Work to be completed: Copy all of the lines below, including the requests, and add 58 to every coordinate value in the answers.

+++ Provided material +++

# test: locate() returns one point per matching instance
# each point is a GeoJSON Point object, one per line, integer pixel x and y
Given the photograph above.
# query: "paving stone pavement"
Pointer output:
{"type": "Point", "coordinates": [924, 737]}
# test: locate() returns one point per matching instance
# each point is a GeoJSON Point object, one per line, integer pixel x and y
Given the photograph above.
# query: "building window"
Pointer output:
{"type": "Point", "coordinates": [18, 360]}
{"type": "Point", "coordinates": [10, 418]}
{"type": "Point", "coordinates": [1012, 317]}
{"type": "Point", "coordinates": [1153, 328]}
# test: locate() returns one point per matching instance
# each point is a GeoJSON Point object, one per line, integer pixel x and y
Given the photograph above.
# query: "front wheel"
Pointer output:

+++

Answer to this task:
# test: locate() returns one point per matching instance
# each point is a GeoJSON Point object, one per line, integer pixel x and y
Given the photograph above.
# query: "paving stone pavement"
Pointer output:
{"type": "Point", "coordinates": [982, 795]}
# test: locate() returns one point per matching instance
# each point is a GeoJSON Point object, one per line, integer pixel x and y
Given the photograph above.
# query: "building window"
Pointer output:
{"type": "Point", "coordinates": [76, 418]}
{"type": "Point", "coordinates": [68, 476]}
{"type": "Point", "coordinates": [1070, 375]}
{"type": "Point", "coordinates": [1211, 386]}
# test: locate() returns one point per matching instance
# each point is a GeoJSON Point object, one per line, integer pixel x and y
Given the photograph above.
# query: "front wheel"
Pointer output:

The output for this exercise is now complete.